Problem details: Below are records to be output exactly, every one of them.

Source material:

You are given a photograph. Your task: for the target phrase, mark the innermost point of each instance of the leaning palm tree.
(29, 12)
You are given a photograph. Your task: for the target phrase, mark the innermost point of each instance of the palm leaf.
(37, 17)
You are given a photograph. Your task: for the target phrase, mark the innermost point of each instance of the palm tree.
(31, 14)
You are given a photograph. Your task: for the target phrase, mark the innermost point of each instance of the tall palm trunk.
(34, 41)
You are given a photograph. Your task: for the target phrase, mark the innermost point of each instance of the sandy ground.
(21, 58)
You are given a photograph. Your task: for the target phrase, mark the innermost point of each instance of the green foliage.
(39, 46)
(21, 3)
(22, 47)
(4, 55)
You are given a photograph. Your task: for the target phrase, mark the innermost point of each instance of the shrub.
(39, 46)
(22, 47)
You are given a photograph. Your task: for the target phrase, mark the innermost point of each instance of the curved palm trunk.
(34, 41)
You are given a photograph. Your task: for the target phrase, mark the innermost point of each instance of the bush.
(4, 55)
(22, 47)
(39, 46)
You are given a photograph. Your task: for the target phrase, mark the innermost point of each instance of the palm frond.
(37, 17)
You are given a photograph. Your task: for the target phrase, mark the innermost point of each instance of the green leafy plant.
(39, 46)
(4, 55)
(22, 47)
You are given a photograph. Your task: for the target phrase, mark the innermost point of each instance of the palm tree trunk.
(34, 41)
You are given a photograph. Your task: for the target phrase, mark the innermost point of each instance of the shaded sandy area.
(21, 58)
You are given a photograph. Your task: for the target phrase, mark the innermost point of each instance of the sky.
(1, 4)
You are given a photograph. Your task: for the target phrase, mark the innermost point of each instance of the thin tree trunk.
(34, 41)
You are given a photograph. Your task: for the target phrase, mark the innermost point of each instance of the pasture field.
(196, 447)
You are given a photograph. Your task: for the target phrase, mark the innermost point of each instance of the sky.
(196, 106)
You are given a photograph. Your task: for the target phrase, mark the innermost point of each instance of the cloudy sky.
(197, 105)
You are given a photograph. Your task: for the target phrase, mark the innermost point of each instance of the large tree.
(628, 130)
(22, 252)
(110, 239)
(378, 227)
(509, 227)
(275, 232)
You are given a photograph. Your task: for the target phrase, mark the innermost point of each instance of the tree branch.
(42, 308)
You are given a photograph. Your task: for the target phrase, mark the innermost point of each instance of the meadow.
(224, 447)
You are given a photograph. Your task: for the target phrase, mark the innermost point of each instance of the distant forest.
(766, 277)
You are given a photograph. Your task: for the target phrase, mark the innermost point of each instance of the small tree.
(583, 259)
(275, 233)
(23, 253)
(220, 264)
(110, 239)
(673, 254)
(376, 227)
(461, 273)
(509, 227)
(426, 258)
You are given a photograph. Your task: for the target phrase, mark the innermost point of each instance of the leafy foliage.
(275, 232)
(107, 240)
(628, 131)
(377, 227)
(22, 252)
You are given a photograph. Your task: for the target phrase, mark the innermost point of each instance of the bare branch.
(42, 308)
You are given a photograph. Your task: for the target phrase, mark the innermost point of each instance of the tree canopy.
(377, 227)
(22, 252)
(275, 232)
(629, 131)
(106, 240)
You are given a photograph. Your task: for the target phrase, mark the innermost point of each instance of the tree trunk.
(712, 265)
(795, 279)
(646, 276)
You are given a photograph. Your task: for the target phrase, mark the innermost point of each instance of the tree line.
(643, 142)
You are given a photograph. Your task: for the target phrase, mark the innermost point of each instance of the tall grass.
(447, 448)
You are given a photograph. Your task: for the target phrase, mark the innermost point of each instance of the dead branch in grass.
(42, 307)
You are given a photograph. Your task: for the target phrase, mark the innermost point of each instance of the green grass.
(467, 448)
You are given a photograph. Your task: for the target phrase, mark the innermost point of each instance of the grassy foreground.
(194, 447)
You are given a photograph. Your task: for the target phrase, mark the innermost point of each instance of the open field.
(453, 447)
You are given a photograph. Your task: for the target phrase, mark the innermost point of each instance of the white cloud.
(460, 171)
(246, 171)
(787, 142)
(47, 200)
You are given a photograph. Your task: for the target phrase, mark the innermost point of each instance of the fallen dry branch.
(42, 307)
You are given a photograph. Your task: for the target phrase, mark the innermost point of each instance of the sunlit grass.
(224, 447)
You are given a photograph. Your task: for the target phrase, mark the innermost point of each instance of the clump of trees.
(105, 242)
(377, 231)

Expected answer:
You are given a photograph. Your task: for the target phrase, mark the innermost point of each instance of the leaning palm tree.
(29, 12)
You are given a photograph. Your task: for the target phrase, mark the innermost point of each instance of the palm leaf.
(37, 17)
You are given a photograph. Your task: for the target phrase, mark the innermost point of each instance of the palm tree.
(31, 14)
You are given a photograph. Your task: for the target phrase, mark the innermost point of each instance of the tall palm trunk.
(34, 41)
You are given a photograph. Your task: for the target phrase, mark the innermost point of each instance of the sandy ground.
(21, 58)
You are given a photograph. Your task: for the target phrase, mark the innermost point of each instance of the green foliage.
(39, 46)
(21, 3)
(22, 47)
(4, 55)
You are given a photograph. Your task: for the target phrase, mark the innermost point of each instance of the shrub.
(39, 46)
(22, 47)
You are given a photograph. Your task: for the target phrase, mark the innermost point of each instance of the curved palm trunk.
(34, 41)
You are given a photograph. Your task: for the target phrase, mark the innermost point of each instance of the bush.
(4, 55)
(22, 47)
(39, 46)
You are given a photograph. Your task: for the target phrase, mark the innermost point of each instance of the palm frond.
(37, 17)
You are given a photograph. Your task: for the target phrase, mark the innermost point of each instance of the green leafy plant.
(39, 46)
(4, 55)
(22, 47)
You are given a photograph. Your task: for the target phrase, mark the innermost point of each instance of the palm tree trunk.
(34, 41)
You are given a photograph. Your task: for the target phrase, mark the innermost point of each instance of the shaded sandy area.
(21, 58)
You are given a photograph. Your task: for the target phrase, mark the innermost point of each instance of the sky.
(1, 4)
You are given a photograph. Your task: for the target phrase, mark the innermost point of each instance of the thin tree trunk.
(34, 41)
You are given a photograph. Your task: for the target phrase, mark the innermost point of each instance of the pasture field.
(196, 447)
You are given a photograph. Your task: for the target phrase, mark the innermost point of each instance of the sky.
(196, 106)
You are given a photograph. Your task: for the target phrase, mark the innermost point of each instance of the cloudy sky.
(197, 105)
You are given a photograph. Your task: for the target phrase, mark the innermost point of each instance of the large tree.
(628, 130)
(22, 252)
(110, 239)
(378, 227)
(509, 227)
(275, 232)
You are given a photograph. Your task: for the target phrase, mark the innermost point of each instance of the tree branch.
(42, 308)
You are given a photograph. Your task: for the target phrase, mark the innermost point of each instance of the meadow.
(224, 447)
You are given a photograph. Your task: for the target phrase, mark the innermost point of each instance of the distant forest.
(766, 277)
You are given a photograph. Your task: for the target phrase, mark the innermost point of each instance of the small tree.
(583, 259)
(275, 233)
(23, 253)
(220, 264)
(110, 239)
(673, 254)
(376, 227)
(461, 273)
(509, 227)
(426, 258)
You are given a photograph. Your task: for the target phrase, mark the innermost point of each instance of the leafy foliage.
(275, 232)
(107, 240)
(628, 131)
(377, 227)
(22, 252)
You are given a photograph. Your task: for the target phrase, mark the innermost point of each instance of the bare branch.
(42, 308)
You are given a photograph. Your task: for the target phrase, mark the innermost point of each instance of the tree canopy.
(377, 227)
(22, 252)
(275, 232)
(629, 131)
(106, 240)
You are given a photograph. Your task: for the target phrase, mark the innermost point of each instance of the tree trunk.
(712, 265)
(795, 279)
(646, 276)
You are given a photograph. Your task: for the target phrase, mark the innermost point of each instance of the tree line.
(643, 142)
You are given a photograph. Your task: for the target phrase, mark the innermost point of each instance of the tall grass.
(447, 448)
You are given a photograph. Your task: for the target phrase, mark the innermost point of each instance of the dead branch in grass.
(42, 307)
You are given a photograph. Your task: for the target phrase, mark the innermost point of each instance of the green grass.
(467, 448)
You are given a photograph. Your task: for the target phrase, mark the innermost point of each instance of the grassy foreground.
(194, 447)
You are given a photograph. Your task: for the target phrase, mark the innermost point of each instance of the open field.
(453, 447)
You are given a photograph. Your task: for the target phrase, mark the innermost point of each instance of the white cloud.
(460, 171)
(246, 171)
(787, 142)
(47, 200)
You are given a photograph. Your task: for the target phrase, mark the innermost point of each instance of the fallen dry branch.
(42, 307)
You are given a photograph. Your task: for the target phrase, mark the innermost point of each instance of the sunlit grass.
(224, 447)
You are given a photograph. Your task: for the target phrase, mark the innermost point of each instance of the clump of trees.
(105, 242)
(377, 231)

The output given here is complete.